§ Data provided
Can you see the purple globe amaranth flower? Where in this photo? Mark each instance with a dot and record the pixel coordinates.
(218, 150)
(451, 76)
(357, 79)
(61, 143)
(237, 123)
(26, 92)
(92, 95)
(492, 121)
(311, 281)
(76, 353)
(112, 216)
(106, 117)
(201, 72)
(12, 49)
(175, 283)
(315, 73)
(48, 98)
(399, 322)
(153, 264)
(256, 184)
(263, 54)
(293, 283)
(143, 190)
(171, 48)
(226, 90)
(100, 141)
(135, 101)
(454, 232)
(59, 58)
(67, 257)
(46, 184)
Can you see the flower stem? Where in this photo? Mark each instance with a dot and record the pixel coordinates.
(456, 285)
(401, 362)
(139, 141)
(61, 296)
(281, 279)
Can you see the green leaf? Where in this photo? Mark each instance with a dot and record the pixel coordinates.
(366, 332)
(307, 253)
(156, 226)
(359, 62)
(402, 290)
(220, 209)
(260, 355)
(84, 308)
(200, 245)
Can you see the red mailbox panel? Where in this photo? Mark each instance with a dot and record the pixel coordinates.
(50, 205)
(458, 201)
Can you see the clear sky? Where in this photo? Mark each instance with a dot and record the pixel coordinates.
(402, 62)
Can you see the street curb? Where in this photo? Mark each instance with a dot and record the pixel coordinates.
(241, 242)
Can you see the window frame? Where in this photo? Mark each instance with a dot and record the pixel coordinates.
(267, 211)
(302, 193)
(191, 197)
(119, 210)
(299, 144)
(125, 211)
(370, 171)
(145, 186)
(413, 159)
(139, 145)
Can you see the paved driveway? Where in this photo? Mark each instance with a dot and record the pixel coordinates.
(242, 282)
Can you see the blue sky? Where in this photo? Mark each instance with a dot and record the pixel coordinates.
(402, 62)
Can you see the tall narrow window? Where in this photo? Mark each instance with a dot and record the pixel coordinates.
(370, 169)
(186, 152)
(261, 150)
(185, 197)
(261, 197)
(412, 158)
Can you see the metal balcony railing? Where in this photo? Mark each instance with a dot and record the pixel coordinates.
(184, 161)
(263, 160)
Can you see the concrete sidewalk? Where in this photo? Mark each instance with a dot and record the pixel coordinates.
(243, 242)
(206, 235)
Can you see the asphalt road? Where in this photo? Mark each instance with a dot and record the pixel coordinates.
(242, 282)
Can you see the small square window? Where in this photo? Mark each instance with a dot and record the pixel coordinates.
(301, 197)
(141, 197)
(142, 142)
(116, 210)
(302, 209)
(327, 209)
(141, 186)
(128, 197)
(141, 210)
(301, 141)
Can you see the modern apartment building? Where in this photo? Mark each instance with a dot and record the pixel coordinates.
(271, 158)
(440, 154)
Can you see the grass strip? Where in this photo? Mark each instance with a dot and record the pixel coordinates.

§ Problem details
Return, word for word, each line from the one that contains "Can you see the modern" through the end of the listing above.

§ Solution to the problem
Can you see the modern apartment building? Where in this photo? Mark each instance with a dot and record the pixel coordinates.
(271, 158)
(440, 154)
Can you see the grass strip? Where in this photo? Mark each instance with a dot and record the pixel coordinates.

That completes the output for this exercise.